_Exercise description_
Find every line in the entries below that contains the word "engraved" and copy each such line in full. Match case exactly.

_Dataset extract_
⁂

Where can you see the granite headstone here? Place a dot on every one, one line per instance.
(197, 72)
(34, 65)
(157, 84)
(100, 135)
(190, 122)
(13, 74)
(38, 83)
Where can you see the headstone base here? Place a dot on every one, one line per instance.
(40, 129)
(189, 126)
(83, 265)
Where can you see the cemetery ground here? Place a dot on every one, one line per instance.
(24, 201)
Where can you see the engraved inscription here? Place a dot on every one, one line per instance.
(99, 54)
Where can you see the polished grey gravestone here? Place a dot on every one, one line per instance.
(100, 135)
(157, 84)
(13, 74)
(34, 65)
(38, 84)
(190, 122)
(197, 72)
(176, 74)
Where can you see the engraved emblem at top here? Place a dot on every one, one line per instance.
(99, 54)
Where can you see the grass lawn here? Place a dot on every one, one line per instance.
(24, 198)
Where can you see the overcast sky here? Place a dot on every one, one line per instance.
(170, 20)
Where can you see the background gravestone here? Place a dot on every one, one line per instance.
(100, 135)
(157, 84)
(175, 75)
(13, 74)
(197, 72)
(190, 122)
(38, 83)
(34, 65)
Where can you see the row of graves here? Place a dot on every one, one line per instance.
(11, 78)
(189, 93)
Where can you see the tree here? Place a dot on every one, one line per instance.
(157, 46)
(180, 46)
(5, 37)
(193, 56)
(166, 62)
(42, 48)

⁂

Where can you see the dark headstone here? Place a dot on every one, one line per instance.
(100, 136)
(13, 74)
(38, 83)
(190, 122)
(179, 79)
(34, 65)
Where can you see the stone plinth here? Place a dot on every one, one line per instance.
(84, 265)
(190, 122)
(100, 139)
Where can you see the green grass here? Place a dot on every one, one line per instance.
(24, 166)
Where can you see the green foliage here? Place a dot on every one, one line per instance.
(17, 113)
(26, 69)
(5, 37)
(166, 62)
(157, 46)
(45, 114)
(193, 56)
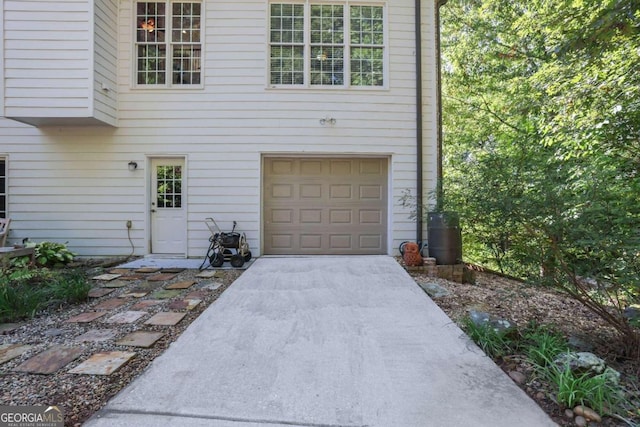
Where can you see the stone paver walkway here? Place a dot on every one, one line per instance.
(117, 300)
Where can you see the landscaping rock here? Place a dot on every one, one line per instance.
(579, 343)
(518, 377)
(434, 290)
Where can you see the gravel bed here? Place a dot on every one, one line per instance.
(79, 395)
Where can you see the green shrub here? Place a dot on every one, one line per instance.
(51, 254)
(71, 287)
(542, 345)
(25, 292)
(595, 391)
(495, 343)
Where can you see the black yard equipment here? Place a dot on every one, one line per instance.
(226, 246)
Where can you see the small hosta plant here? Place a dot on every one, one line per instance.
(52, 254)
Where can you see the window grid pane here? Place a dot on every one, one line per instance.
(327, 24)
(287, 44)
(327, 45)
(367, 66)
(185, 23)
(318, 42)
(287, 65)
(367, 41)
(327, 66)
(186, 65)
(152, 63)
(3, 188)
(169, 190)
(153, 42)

⁂

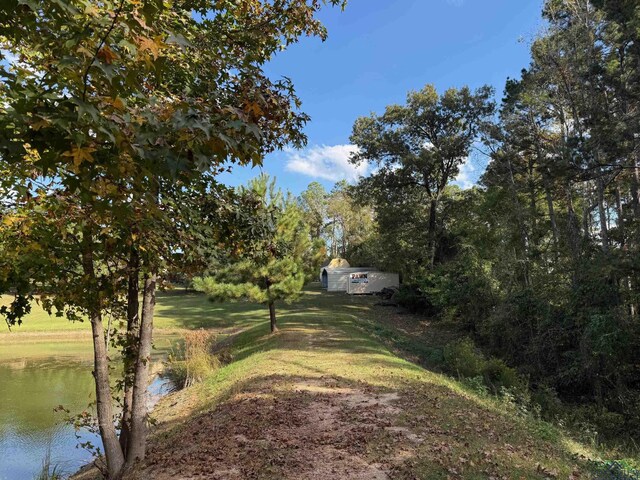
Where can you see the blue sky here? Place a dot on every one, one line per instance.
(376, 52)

⁂

_Output of the exercise_
Where can you see the engraved inscription here? Place a dot on every one, one line per instance.
Where can you see the engraved emblem at top here? Place a dot on every one, one line per instance.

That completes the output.